+++ EXTRAIT DU TEXTE

La Commission a conclu que vous ne comprenez absolument pas ce qui vous amène à avoir un comportement trompeur, de sorte qu'il serait impossible de gérer les facteurs de risque. La Commission a donc conclu que le risque que vous présentez ne peut pas être géré dans la collectivité et la semi-liberté est refusée.

[11]       Le demandeur a interjeté appel contre cette décision auprès de la Section d'appel conformément à l'article 147 de la Loi.

[12]       Le 9 mars 1999, la Section d'appel a confirmé la décision de la Commission. Elle a conclu que la Commission avait appliqué de la façon appropriée les critères prélibératoires aux faits de l'affaire, que la décision était fondée en droit et en vertu des politiques de la Commission et qu'elle était conforme aux règles de justice fondamentale.

LES POINTS LITIGIEUX

[13]       Le demandeur invoque les articles 7, 8 et 15 de la Charte mais, selon moi, les motifs invoqués portent également sur la question de la violation de la loi. Selon le demandeur :


a)             la Commission n'a pas tenu compte de toute l'information pertinente disponible, en violation de l'alinéa 101b) de la Loi;

b)             la Commission n'a pas réglé le cas de la façon la moins restrictive possible, compte tenu de la protection de la société, en violation de l'alinéa 101d) de la Loi;

c)             la Commission n'a pas donné au demandeur les motifs de la décision ainsi que tous les autres renseignements pertinents de manière à assurer l'équité et la clarté du processus, en violation de l'alinéa 101f) de la Loi;

d)             la Commission a violé les droits reconnus à l'article 9 de la Charte lorsqu'elle a refusé la semi-liberté, le demandeur ayant démontré qu'il ne commettrait pas de récidive et qu'il ne présenterait pas un risque inacceptable pour la société avant l'expiration de sa peine. Sur ce point, le demandeur soutient en outre que sa mise en liberté contribuerait à la protection de la société en favorisant sa réinsertion;

e)             la Commission a violé les droits reconnus à l'article 15 de la Charte en refusant d'apprécier la réputation du demandeur et de traiter le demandeur de la même façon que les autres détenus en liberté conditionnelle, alors qu'ils satisfaisaient tous au même critère, énoncé à l'article 102 de la Loi.

++++++
+++ DONNÉES ENREGISTRÉES

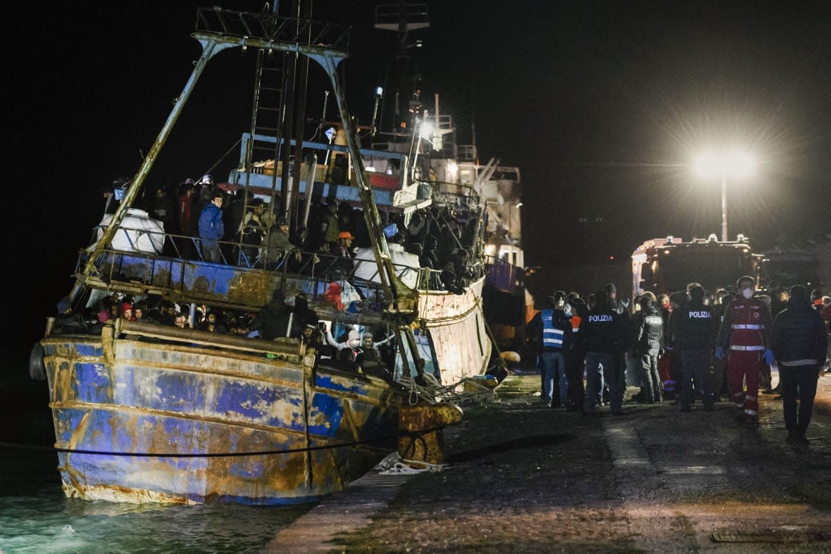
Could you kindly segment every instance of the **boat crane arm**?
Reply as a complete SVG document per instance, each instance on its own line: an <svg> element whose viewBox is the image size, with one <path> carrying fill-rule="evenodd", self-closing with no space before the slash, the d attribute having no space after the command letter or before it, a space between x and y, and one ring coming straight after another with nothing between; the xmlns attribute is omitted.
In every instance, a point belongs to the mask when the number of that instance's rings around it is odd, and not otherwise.
<svg viewBox="0 0 831 554"><path fill-rule="evenodd" d="M196 63L194 64L194 71L190 73L190 77L188 79L188 81L184 84L182 94L179 96L176 101L174 103L173 110L170 110L170 114L167 116L167 120L165 121L165 125L162 126L161 130L159 131L159 135L156 137L155 141L150 147L147 155L145 156L145 159L142 160L141 167L139 168L138 173L135 174L135 176L130 182L130 186L127 188L124 195L124 199L119 203L118 208L116 209L116 213L112 216L112 219L106 226L106 228L104 229L101 238L98 239L97 243L96 243L95 248L90 252L81 274L76 276L75 286L72 287L72 291L69 294L70 302L73 305L75 301L77 299L78 294L83 289L83 284L86 281L85 277L91 277L98 272L98 270L96 267L96 261L97 260L98 256L112 241L113 237L116 235L116 231L118 230L119 226L121 224L121 221L124 219L125 214L138 197L139 191L141 190L141 185L144 184L145 179L147 178L148 174L150 174L150 169L155 163L156 158L159 157L159 153L161 151L162 146L164 146L165 143L167 142L167 139L170 135L170 132L173 130L173 127L176 124L176 120L182 113L184 104L190 97L190 93L193 92L194 87L196 86L196 81L199 81L199 76L201 76L205 66L208 65L208 61L219 52L232 46L212 40L202 40L199 42L202 44L202 55L199 56L199 59L196 61Z"/></svg>
<svg viewBox="0 0 831 554"><path fill-rule="evenodd" d="M425 361L418 355L418 346L416 336L413 334L411 323L418 316L418 293L404 284L396 274L395 267L392 265L392 256L390 254L390 248L386 243L386 236L381 228L379 222L381 216L378 213L378 207L375 203L375 198L372 190L366 182L366 175L364 169L363 159L361 157L360 148L353 132L352 122L347 117L349 113L347 109L346 98L343 96L342 87L336 71L337 61L331 56L311 56L312 59L317 61L332 81L332 86L335 93L335 101L337 102L338 111L341 115L341 122L343 125L344 134L347 136L347 145L349 148L349 154L355 164L355 182L358 188L358 194L364 206L364 220L366 222L366 228L369 230L370 241L372 244L372 252L375 254L376 263L378 265L378 275L381 277L381 287L384 288L385 296L390 299L386 313L392 318L396 325L395 326L398 343L402 346L406 344L410 351L413 355L416 364L416 373L417 380L424 380ZM406 355L402 355L405 370L409 372L409 364Z"/></svg>

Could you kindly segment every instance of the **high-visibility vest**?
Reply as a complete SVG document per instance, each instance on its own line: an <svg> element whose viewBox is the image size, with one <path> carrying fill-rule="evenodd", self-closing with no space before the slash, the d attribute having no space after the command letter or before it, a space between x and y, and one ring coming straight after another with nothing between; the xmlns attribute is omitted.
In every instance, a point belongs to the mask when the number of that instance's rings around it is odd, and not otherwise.
<svg viewBox="0 0 831 554"><path fill-rule="evenodd" d="M540 317L543 320L543 347L562 350L563 331L554 326L554 311L546 308L540 313Z"/></svg>

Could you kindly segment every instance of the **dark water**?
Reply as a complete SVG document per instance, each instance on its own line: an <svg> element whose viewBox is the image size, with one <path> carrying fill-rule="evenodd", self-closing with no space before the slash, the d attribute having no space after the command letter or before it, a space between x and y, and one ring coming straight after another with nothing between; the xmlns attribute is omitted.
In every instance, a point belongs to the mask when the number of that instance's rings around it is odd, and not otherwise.
<svg viewBox="0 0 831 554"><path fill-rule="evenodd" d="M0 383L0 554L258 552L313 507L66 498L57 454L35 449L54 442L45 387Z"/></svg>
<svg viewBox="0 0 831 554"><path fill-rule="evenodd" d="M168 506L66 498L59 486L0 497L0 552L258 552L311 506Z"/></svg>

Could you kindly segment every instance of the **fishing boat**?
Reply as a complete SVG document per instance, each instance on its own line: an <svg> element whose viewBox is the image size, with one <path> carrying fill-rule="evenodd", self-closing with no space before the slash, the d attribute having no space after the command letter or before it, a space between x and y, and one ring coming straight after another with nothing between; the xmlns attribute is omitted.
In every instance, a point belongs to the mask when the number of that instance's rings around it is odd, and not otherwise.
<svg viewBox="0 0 831 554"><path fill-rule="evenodd" d="M192 37L202 54L115 213L80 252L74 286L47 319L30 371L48 384L68 497L305 502L342 489L396 445L401 452L399 429L419 431L401 420L413 404L440 405L416 417L435 432L458 421L460 410L446 402L453 394L499 383L504 368L491 365L482 317L484 272L459 278L423 266L395 242L401 233L390 223L406 226L431 210L445 225L464 226L469 233L454 234L455 253L466 249L472 259L461 267L475 268L486 207L471 187L431 182L416 163L417 142L407 152L361 147L337 71L348 28L276 10L196 15ZM354 206L366 243L348 267L321 249L269 252L268 237L253 244L243 233L218 240L220 258L209 261L204 241L165 230L135 206L208 62L232 49L257 52L255 94L239 164L219 188L241 199L243 213L268 200L298 241L313 202ZM328 140L304 140L307 91L293 76L312 68L325 76L337 107ZM286 78L293 86L269 82ZM326 119L314 123L327 127ZM175 302L191 322L205 306L245 315L283 310L288 321L283 334L263 338L146 318L96 321L97 306L113 295ZM383 334L387 371L324 355L324 343L310 338L321 327L333 336Z"/></svg>

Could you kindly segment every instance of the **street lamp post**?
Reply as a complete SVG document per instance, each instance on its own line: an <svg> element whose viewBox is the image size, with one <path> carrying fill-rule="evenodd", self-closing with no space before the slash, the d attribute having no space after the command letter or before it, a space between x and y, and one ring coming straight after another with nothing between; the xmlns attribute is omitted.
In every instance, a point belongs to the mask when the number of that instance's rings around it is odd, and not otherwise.
<svg viewBox="0 0 831 554"><path fill-rule="evenodd" d="M727 242L727 174L721 173L721 242Z"/></svg>
<svg viewBox="0 0 831 554"><path fill-rule="evenodd" d="M754 161L745 152L705 154L696 159L696 170L702 177L721 179L721 242L727 242L727 176L747 177L753 172Z"/></svg>

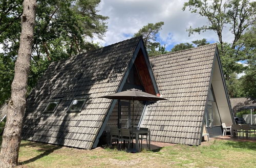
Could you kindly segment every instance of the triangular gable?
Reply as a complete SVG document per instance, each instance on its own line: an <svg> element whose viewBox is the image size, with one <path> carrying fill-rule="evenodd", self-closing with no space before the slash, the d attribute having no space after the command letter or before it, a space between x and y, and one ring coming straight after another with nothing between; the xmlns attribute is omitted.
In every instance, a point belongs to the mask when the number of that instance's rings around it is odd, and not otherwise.
<svg viewBox="0 0 256 168"><path fill-rule="evenodd" d="M140 50L136 37L51 64L28 97L22 138L91 149L114 101L98 97L120 91ZM74 99L87 101L81 112L68 113ZM54 101L54 112L44 113Z"/></svg>
<svg viewBox="0 0 256 168"><path fill-rule="evenodd" d="M151 130L154 141L198 145L216 44L151 58L163 97L147 106L141 127Z"/></svg>

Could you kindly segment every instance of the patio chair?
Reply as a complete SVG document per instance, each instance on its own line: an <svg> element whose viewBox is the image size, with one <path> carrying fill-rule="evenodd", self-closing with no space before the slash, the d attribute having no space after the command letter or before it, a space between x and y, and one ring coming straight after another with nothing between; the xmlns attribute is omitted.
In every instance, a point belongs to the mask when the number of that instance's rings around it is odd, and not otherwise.
<svg viewBox="0 0 256 168"><path fill-rule="evenodd" d="M249 138L251 135L251 128L247 124L241 124L242 129L243 130L243 136L244 136L244 133L245 133L245 137Z"/></svg>
<svg viewBox="0 0 256 168"><path fill-rule="evenodd" d="M221 125L222 125L222 128L223 128L223 134L222 135L222 136L226 135L227 132L230 132L231 135L230 128L227 127L225 123L222 123Z"/></svg>
<svg viewBox="0 0 256 168"><path fill-rule="evenodd" d="M121 141L127 141L128 142L128 148L130 148L132 141L135 139L135 137L132 136L130 129L128 128L121 128L121 137L119 139Z"/></svg>
<svg viewBox="0 0 256 168"><path fill-rule="evenodd" d="M119 129L116 127L110 127L110 134L111 145L112 146L112 139L115 139L116 142L117 142L117 148L118 148L118 145L120 138L120 134Z"/></svg>
<svg viewBox="0 0 256 168"><path fill-rule="evenodd" d="M239 137L241 137L241 133L242 133L242 127L241 125L238 124L233 124L231 126L232 129L232 132L233 134L236 135L236 133L237 133L238 136L239 134Z"/></svg>
<svg viewBox="0 0 256 168"><path fill-rule="evenodd" d="M140 128L140 130L143 130L143 131L148 131L148 128ZM148 139L147 137L150 135L148 133L142 133L140 134L140 137L139 138L140 139L140 150L142 149L142 141L143 140L146 140L146 148L147 150L150 149L150 147L148 146L149 143L148 143Z"/></svg>

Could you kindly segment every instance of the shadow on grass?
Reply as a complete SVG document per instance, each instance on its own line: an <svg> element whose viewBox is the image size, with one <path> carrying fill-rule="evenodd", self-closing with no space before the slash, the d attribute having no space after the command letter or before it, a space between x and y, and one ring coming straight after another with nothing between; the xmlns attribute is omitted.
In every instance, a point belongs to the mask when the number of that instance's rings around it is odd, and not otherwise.
<svg viewBox="0 0 256 168"><path fill-rule="evenodd" d="M19 165L28 164L35 161L37 159L48 155L55 150L61 148L62 147L62 146L60 146L49 145L43 143L34 143L31 142L26 142L24 144L20 144L20 147L37 147L39 148L37 150L38 151L44 152L41 153L40 155L36 156L36 157L29 159L29 160L19 162Z"/></svg>
<svg viewBox="0 0 256 168"><path fill-rule="evenodd" d="M224 144L235 148L256 150L256 143L254 142L228 141Z"/></svg>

++++++

== CONSIGNE ==
Reprenez la décision sur le refus de semi-liberté là où elle s'arrête et poursuivez-en la rédaction.

== RÉPONSE ==
LES DISPOSITIONS APPLICABLES

[14]       La Loi est ainsi libellée :



Purpose of conditional release

100. The purpose of conditional release is to contribute to the maintenance of a just, peaceful and safe society by means of decisions on the timing and conditions of release that will best facilitate the rehabilitation of offenders and their reintegration into the community as law-abiding citizens.

Objet

100. La mise en liberté sous condition vise à contribuer au maintien d'une société juste, paisible et sûre en favorisant, par la prise de décisions appropriées quant au moment et aux conditions de leur mise en liberté, la réadaptation et la réinsertion sociale des délinquants en tant que citoyens respectueux des lois.


101. The principles that shall guide the Board and the provincial parole boards in achieving the purpose of conditional release are

(a) that the protection of society be the paramount consideration in the determination of any case;

(b) that parole boards take into consideration all available information that is relevant to a case, including the stated reasons and recommendations of the sentencing judge, any other information from the trial or the sentencing hearing, information and assessments provided by correctional authorities, and information obtained from victims and the offender;

(c) that parole boards enhance their effectiveness and openness through the timely exchange of relevant information with other components of the criminal justice system and through communication of their policies and programs to offenders, victims and the general public;

(d) that parole boards make the least restrictive determination consistent with the protection of society;

(e) that parole boards adopt and be guided by appropriate policies and that their members be provided with the training necessary to implement those policies; and

(f) that offenders be provided with relevant information, reasons for decisions and access to the review of decisions in order to ensure a fair and understandable conditional release process.

Criteria for granting parole

102. The Board or a provincial parole board may grant parole to an offender if, in its opinion,

(a) the offender will not, by reoffending, present an undue risk to society before the expiration according to law of the sentence the offender is serving; and

(b) the release of the offender will contribute to the protection of society by facilitating the reintegration of the offender into society as a law-abiding citizen.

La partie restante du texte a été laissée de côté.